─── SOURCE MATERIAL
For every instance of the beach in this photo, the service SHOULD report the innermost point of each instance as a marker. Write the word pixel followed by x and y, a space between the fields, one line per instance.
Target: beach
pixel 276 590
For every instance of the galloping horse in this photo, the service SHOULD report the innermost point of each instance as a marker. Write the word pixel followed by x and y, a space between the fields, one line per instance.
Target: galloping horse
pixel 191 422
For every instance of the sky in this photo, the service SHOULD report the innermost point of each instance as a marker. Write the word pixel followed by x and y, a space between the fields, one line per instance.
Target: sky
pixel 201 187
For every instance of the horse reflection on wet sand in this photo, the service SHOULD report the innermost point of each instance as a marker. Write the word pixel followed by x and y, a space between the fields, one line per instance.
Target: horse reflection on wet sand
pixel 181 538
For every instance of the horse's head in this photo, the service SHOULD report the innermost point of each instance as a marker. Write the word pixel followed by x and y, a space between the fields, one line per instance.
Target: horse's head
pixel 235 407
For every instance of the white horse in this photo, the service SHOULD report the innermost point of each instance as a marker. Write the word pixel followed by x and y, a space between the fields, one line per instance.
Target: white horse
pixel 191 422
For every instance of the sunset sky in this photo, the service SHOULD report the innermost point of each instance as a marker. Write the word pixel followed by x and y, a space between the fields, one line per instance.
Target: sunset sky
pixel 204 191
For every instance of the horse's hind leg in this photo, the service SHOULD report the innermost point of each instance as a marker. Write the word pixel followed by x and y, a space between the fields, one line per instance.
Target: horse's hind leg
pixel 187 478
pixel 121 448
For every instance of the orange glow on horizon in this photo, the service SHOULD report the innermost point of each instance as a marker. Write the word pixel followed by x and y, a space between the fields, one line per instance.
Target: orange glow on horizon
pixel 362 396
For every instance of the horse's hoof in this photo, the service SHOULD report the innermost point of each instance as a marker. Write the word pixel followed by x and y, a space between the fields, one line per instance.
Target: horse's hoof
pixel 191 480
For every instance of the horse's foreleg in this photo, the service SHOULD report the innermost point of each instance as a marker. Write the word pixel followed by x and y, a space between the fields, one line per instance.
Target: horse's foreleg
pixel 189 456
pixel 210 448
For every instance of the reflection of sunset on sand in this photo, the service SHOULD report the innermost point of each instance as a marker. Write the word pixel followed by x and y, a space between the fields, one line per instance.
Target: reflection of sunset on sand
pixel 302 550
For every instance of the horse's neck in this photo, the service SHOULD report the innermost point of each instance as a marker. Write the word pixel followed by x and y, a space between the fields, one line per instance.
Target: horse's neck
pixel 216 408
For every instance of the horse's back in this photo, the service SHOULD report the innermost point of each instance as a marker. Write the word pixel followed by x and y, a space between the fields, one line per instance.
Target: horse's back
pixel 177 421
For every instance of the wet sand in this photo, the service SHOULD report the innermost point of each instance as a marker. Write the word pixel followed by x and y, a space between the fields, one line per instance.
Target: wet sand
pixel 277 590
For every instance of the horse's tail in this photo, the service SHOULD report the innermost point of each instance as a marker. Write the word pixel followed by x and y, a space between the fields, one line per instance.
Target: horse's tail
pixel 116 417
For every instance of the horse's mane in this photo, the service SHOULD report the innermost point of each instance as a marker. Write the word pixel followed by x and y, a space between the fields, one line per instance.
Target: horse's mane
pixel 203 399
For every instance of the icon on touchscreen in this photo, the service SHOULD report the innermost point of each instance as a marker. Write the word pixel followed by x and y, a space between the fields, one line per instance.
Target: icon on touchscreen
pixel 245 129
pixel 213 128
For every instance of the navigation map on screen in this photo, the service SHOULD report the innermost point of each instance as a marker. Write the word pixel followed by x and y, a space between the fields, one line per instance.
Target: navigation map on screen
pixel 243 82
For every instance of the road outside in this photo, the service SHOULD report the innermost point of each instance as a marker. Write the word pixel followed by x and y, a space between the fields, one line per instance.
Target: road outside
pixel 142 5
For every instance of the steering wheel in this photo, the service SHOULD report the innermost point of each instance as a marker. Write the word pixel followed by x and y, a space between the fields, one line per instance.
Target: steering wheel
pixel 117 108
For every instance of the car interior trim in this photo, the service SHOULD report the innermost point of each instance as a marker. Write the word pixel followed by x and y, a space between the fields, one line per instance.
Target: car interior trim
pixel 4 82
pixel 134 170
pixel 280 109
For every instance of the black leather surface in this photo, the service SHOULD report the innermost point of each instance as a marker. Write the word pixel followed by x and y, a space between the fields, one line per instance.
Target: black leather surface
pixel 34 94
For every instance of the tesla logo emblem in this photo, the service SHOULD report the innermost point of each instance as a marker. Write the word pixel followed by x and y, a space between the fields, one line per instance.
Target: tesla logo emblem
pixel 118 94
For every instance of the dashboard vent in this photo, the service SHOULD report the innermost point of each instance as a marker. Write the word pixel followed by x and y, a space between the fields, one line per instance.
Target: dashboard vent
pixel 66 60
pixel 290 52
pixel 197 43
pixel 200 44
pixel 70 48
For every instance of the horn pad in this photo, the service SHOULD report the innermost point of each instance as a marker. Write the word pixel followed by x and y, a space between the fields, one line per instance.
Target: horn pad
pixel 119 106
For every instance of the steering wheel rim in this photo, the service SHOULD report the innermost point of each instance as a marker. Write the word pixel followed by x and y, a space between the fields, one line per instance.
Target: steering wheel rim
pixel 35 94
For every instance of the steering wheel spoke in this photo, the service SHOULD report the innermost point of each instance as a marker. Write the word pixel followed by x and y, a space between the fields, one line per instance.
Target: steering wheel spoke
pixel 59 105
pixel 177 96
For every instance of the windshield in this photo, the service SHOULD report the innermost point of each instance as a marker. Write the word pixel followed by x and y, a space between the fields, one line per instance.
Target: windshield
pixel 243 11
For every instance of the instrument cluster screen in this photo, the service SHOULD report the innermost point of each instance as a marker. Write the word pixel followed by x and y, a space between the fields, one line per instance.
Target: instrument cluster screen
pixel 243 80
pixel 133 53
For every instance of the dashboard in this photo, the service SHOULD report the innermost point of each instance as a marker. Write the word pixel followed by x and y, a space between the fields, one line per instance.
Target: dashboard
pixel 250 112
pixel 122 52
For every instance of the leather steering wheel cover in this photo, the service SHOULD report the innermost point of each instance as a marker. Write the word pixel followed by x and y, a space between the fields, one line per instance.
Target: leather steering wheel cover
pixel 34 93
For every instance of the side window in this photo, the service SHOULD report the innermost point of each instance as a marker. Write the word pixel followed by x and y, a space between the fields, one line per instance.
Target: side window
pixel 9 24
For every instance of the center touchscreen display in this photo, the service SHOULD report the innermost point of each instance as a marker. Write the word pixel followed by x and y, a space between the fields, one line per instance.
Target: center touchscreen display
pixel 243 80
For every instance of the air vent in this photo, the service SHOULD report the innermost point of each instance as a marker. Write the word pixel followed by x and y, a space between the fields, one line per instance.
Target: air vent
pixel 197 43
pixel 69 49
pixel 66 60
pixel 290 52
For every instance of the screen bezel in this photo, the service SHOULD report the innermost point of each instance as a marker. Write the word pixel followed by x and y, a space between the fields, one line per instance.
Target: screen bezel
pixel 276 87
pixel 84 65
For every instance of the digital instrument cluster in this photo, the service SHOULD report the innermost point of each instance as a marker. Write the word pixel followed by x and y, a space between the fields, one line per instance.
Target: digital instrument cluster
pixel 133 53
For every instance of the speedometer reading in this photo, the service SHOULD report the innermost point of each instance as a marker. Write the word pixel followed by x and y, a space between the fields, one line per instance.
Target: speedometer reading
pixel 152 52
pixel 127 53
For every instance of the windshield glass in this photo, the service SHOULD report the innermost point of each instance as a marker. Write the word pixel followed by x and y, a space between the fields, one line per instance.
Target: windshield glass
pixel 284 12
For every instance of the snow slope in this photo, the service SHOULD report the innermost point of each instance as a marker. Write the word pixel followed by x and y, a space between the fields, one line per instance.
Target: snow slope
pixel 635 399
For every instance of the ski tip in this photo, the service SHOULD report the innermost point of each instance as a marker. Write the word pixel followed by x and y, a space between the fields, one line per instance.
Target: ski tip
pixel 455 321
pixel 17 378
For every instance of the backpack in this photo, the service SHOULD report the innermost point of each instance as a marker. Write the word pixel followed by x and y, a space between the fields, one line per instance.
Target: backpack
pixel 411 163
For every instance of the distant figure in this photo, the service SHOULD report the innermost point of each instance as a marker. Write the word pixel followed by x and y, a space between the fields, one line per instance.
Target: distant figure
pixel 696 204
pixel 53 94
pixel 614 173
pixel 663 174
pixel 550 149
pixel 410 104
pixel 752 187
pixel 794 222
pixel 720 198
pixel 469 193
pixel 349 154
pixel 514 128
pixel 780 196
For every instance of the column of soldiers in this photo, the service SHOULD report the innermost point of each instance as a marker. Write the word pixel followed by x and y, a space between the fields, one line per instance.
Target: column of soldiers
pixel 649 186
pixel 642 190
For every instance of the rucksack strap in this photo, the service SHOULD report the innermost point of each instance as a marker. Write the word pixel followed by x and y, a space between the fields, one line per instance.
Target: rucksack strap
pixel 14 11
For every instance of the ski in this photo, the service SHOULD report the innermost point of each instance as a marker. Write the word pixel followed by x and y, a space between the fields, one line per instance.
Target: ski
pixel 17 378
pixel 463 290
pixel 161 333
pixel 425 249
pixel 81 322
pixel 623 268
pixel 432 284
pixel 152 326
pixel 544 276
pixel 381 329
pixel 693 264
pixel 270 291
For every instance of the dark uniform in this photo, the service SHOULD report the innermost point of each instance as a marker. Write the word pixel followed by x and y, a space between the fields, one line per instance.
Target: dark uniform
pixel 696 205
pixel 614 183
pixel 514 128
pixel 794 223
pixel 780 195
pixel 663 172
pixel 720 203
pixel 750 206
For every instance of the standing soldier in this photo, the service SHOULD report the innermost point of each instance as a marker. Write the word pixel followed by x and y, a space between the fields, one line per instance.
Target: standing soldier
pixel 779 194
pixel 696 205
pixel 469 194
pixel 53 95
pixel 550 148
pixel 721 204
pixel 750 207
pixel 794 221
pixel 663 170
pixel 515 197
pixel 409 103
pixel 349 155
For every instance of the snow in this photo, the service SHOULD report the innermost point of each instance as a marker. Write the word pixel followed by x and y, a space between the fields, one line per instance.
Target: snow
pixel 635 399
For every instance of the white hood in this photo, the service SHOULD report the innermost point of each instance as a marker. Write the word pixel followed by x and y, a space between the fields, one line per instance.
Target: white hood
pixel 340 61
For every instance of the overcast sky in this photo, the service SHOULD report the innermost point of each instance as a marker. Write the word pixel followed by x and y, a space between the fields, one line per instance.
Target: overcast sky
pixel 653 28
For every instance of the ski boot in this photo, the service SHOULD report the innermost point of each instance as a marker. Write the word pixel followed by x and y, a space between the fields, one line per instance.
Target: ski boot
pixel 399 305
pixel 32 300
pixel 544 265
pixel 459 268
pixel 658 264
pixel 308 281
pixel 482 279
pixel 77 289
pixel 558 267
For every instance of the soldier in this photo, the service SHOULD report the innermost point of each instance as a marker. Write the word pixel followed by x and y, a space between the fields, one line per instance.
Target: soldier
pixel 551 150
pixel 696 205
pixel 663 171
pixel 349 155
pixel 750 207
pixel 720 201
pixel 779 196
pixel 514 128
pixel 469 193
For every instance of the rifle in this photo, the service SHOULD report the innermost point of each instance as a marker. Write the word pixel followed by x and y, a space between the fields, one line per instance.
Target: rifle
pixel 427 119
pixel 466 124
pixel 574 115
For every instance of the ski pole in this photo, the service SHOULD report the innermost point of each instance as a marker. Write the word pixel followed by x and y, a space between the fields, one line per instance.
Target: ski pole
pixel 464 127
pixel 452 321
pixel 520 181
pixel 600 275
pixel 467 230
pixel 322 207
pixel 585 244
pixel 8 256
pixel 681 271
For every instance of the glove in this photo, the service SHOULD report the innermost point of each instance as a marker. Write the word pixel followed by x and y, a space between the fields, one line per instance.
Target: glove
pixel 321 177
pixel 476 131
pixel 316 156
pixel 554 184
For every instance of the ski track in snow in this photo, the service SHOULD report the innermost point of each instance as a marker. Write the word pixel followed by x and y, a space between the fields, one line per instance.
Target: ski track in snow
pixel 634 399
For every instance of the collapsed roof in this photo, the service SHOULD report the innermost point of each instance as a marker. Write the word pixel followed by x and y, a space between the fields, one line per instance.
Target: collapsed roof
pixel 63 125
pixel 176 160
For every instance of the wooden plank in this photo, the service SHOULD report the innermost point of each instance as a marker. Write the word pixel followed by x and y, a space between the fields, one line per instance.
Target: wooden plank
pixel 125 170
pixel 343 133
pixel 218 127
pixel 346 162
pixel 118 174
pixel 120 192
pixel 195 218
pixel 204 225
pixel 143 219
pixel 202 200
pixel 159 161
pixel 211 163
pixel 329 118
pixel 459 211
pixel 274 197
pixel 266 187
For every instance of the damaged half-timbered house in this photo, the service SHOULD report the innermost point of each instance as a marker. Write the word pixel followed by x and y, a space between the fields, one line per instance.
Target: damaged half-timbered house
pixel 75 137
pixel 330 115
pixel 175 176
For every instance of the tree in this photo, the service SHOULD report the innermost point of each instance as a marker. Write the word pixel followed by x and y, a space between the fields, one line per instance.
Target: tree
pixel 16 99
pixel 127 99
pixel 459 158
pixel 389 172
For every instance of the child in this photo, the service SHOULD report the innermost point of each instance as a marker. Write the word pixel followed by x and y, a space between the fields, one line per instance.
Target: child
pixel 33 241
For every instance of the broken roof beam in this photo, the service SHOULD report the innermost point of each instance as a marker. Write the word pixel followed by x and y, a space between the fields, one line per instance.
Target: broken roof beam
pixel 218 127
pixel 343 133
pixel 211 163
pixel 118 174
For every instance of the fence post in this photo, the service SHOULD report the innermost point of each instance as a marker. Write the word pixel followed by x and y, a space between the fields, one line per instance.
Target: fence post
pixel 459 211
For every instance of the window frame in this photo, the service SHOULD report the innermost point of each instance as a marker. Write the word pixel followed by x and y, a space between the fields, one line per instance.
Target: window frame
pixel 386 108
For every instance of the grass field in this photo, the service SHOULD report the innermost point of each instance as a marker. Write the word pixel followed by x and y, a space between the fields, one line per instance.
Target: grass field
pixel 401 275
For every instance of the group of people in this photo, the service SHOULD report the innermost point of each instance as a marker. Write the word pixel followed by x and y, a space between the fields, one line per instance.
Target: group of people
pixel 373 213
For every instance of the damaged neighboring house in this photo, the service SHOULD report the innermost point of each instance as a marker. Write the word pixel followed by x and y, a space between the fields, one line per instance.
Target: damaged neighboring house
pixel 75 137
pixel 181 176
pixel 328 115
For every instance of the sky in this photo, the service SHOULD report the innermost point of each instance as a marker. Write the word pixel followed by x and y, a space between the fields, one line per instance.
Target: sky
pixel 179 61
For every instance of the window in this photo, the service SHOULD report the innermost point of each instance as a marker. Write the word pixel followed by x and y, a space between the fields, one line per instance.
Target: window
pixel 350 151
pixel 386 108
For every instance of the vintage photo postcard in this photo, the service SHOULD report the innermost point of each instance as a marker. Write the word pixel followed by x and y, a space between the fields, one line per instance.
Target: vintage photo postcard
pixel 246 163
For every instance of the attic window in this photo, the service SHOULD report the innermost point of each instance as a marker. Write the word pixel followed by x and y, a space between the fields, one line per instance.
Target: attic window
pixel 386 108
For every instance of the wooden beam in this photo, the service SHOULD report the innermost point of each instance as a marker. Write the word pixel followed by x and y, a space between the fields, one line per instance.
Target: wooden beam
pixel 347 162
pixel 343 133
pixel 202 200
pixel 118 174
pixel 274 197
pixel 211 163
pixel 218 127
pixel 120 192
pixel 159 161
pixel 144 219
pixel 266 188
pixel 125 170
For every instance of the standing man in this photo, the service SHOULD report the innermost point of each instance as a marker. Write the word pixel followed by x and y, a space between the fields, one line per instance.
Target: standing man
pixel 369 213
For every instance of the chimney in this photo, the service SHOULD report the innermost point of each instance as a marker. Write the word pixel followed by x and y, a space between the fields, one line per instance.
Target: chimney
──────
TASK STATEMENT
Output exactly the lines between the one containing "For every instance of the vintage" and the final line above, both inclusive.

CORRECT RESULT
For every instance of the vintage photo postcard in this photo, the service SHOULD report the innermost point of each instance as a marker. Write the word pixel followed by x and y, a space between the fields, one line per instance.
Target: vintage photo postcard
pixel 246 163
For every instance of the attic window in this photo, the service SHOULD report the innermost point of each instance as a marker. Write the word pixel followed by x and y, a space between the fields, one line per instance.
Target: attic window
pixel 386 108
For every instance of the wooden beam in this photo, the service SHOULD report the innermost point of each instance as a marker. Write the word pixel followed by x and y, a space between the fields, one line per instance.
Target: wooden beam
pixel 347 162
pixel 343 133
pixel 202 200
pixel 118 174
pixel 274 197
pixel 211 163
pixel 218 127
pixel 120 192
pixel 159 161
pixel 144 219
pixel 266 188
pixel 125 170
For every instance of the standing man in this photo, the service SHOULD report the innermost point of each instance as a marker. Write the word pixel followed by x and y, a space between the fields, one line per instance.
Target: standing man
pixel 369 213
For every instance of the chimney in this photo, the service SHOULD report the innermost point of each instance as a marker. Write the word pixel followed by x and y, a space between the fields, one line per instance.
Target: chimney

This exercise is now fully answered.